** Opening DATA RECORDS block **
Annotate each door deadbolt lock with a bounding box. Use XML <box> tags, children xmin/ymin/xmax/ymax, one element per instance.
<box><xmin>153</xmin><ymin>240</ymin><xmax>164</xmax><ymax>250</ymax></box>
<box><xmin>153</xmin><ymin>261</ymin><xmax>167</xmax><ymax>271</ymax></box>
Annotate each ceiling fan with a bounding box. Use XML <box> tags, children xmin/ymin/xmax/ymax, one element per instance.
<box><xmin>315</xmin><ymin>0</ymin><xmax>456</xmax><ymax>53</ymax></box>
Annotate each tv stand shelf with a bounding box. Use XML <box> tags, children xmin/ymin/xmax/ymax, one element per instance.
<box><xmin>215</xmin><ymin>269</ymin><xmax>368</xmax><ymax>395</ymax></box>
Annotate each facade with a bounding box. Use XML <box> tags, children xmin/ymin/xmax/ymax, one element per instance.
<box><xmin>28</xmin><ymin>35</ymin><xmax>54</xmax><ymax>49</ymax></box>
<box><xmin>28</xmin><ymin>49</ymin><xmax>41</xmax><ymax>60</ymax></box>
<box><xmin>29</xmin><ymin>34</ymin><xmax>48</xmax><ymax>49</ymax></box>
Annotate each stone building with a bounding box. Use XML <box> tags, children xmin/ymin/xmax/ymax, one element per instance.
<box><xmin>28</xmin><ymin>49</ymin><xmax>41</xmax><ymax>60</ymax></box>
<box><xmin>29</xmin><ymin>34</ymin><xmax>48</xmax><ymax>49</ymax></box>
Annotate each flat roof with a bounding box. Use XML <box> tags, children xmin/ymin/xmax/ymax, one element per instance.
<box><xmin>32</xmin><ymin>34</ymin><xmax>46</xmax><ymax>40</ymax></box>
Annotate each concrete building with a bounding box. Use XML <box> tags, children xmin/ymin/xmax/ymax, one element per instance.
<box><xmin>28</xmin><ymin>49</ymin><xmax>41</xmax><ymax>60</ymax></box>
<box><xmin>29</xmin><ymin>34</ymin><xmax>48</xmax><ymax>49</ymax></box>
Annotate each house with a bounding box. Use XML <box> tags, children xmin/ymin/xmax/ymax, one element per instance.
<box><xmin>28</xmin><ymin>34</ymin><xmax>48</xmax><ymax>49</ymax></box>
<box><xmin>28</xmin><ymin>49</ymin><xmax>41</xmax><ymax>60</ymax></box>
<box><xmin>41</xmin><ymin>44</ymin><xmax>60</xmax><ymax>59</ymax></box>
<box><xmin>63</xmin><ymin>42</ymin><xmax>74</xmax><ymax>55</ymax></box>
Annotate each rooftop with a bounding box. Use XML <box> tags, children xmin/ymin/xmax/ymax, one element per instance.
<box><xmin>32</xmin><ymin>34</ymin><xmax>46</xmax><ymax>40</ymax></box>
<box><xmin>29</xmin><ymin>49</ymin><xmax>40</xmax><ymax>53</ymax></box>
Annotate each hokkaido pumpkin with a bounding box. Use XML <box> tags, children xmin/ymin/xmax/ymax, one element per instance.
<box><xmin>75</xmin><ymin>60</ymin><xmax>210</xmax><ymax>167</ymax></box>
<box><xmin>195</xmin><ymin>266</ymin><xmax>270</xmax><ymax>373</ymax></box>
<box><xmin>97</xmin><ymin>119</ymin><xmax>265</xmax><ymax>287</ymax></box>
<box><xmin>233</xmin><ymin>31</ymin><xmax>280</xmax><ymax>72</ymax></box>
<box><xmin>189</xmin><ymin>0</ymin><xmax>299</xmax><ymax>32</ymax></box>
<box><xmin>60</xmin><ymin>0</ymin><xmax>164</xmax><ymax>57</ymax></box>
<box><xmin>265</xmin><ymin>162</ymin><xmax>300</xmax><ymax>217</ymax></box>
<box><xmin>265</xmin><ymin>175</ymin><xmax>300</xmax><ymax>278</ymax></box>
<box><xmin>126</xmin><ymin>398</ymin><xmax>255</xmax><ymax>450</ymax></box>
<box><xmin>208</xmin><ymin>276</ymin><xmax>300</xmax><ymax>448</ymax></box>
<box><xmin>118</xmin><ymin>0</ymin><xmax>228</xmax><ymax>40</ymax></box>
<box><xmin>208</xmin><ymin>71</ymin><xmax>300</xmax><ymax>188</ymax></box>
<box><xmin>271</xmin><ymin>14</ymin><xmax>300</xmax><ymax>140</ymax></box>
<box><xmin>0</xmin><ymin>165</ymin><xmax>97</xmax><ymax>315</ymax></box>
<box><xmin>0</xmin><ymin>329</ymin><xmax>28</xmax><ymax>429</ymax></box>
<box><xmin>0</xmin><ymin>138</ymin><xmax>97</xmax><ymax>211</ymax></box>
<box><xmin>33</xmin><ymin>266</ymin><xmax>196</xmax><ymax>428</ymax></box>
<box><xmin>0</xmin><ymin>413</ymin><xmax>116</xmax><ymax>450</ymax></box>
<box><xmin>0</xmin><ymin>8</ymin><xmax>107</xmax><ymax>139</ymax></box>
** Closing DATA RECORDS block **
PROBLEM TO SOLVE: All records must be transcribed exactly, with none left out.

WRITTEN REPLY:
Annotate each door deadbolt lock with a bounding box. Use XML <box> tags, children xmin/ymin/xmax/ymax, one element per instance.
<box><xmin>153</xmin><ymin>240</ymin><xmax>164</xmax><ymax>250</ymax></box>
<box><xmin>153</xmin><ymin>261</ymin><xmax>167</xmax><ymax>271</ymax></box>
Annotate each ceiling fan with a bounding box. Use XML <box> tags, children xmin/ymin/xmax/ymax, one element per instance.
<box><xmin>315</xmin><ymin>0</ymin><xmax>456</xmax><ymax>53</ymax></box>
Annotate each tv stand shelf with a bounding box. Use XML <box> tags, children xmin/ymin/xmax/ymax, one element per instance.
<box><xmin>215</xmin><ymin>269</ymin><xmax>368</xmax><ymax>395</ymax></box>
Annotate each facade with a bounding box. Use XML <box> tags, children xmin/ymin/xmax/ymax, one element per instance.
<box><xmin>28</xmin><ymin>35</ymin><xmax>54</xmax><ymax>49</ymax></box>
<box><xmin>28</xmin><ymin>49</ymin><xmax>41</xmax><ymax>60</ymax></box>
<box><xmin>29</xmin><ymin>34</ymin><xmax>48</xmax><ymax>49</ymax></box>
Annotate each stone building with a bounding box. Use XML <box> tags, children xmin/ymin/xmax/ymax, one element per instance.
<box><xmin>28</xmin><ymin>49</ymin><xmax>41</xmax><ymax>60</ymax></box>
<box><xmin>29</xmin><ymin>34</ymin><xmax>48</xmax><ymax>49</ymax></box>
Annotate each flat roof with a bounding box. Use XML <box> tags, children xmin/ymin/xmax/ymax, one element per instance.
<box><xmin>32</xmin><ymin>34</ymin><xmax>46</xmax><ymax>40</ymax></box>
Annotate each concrete building with a bounding box. Use XML <box> tags, children xmin/ymin/xmax/ymax, one element per instance.
<box><xmin>28</xmin><ymin>49</ymin><xmax>41</xmax><ymax>60</ymax></box>
<box><xmin>29</xmin><ymin>34</ymin><xmax>48</xmax><ymax>49</ymax></box>
Annotate each house with a bounding box. Use XML <box> tags, children xmin/ymin/xmax/ymax, one element per instance.
<box><xmin>28</xmin><ymin>34</ymin><xmax>48</xmax><ymax>49</ymax></box>
<box><xmin>28</xmin><ymin>49</ymin><xmax>41</xmax><ymax>60</ymax></box>
<box><xmin>41</xmin><ymin>44</ymin><xmax>60</xmax><ymax>59</ymax></box>
<box><xmin>63</xmin><ymin>42</ymin><xmax>74</xmax><ymax>55</ymax></box>
Annotate each rooftop with a bounding box. Use XML <box> tags, children xmin/ymin/xmax/ymax, one element per instance.
<box><xmin>32</xmin><ymin>34</ymin><xmax>46</xmax><ymax>40</ymax></box>
<box><xmin>29</xmin><ymin>49</ymin><xmax>40</xmax><ymax>53</ymax></box>
Annotate each hokkaido pumpkin with a bounding box. Use XML <box> tags, children xmin/ymin/xmax/ymax, one element per instance.
<box><xmin>75</xmin><ymin>60</ymin><xmax>210</xmax><ymax>167</ymax></box>
<box><xmin>195</xmin><ymin>266</ymin><xmax>270</xmax><ymax>373</ymax></box>
<box><xmin>97</xmin><ymin>119</ymin><xmax>265</xmax><ymax>287</ymax></box>
<box><xmin>233</xmin><ymin>31</ymin><xmax>280</xmax><ymax>72</ymax></box>
<box><xmin>189</xmin><ymin>0</ymin><xmax>299</xmax><ymax>32</ymax></box>
<box><xmin>60</xmin><ymin>0</ymin><xmax>164</xmax><ymax>57</ymax></box>
<box><xmin>265</xmin><ymin>162</ymin><xmax>300</xmax><ymax>217</ymax></box>
<box><xmin>265</xmin><ymin>175</ymin><xmax>300</xmax><ymax>278</ymax></box>
<box><xmin>126</xmin><ymin>398</ymin><xmax>255</xmax><ymax>450</ymax></box>
<box><xmin>208</xmin><ymin>276</ymin><xmax>300</xmax><ymax>448</ymax></box>
<box><xmin>118</xmin><ymin>0</ymin><xmax>228</xmax><ymax>40</ymax></box>
<box><xmin>208</xmin><ymin>71</ymin><xmax>300</xmax><ymax>188</ymax></box>
<box><xmin>271</xmin><ymin>14</ymin><xmax>300</xmax><ymax>140</ymax></box>
<box><xmin>0</xmin><ymin>165</ymin><xmax>97</xmax><ymax>315</ymax></box>
<box><xmin>0</xmin><ymin>329</ymin><xmax>28</xmax><ymax>429</ymax></box>
<box><xmin>0</xmin><ymin>138</ymin><xmax>97</xmax><ymax>211</ymax></box>
<box><xmin>33</xmin><ymin>266</ymin><xmax>196</xmax><ymax>428</ymax></box>
<box><xmin>0</xmin><ymin>413</ymin><xmax>116</xmax><ymax>450</ymax></box>
<box><xmin>0</xmin><ymin>8</ymin><xmax>107</xmax><ymax>139</ymax></box>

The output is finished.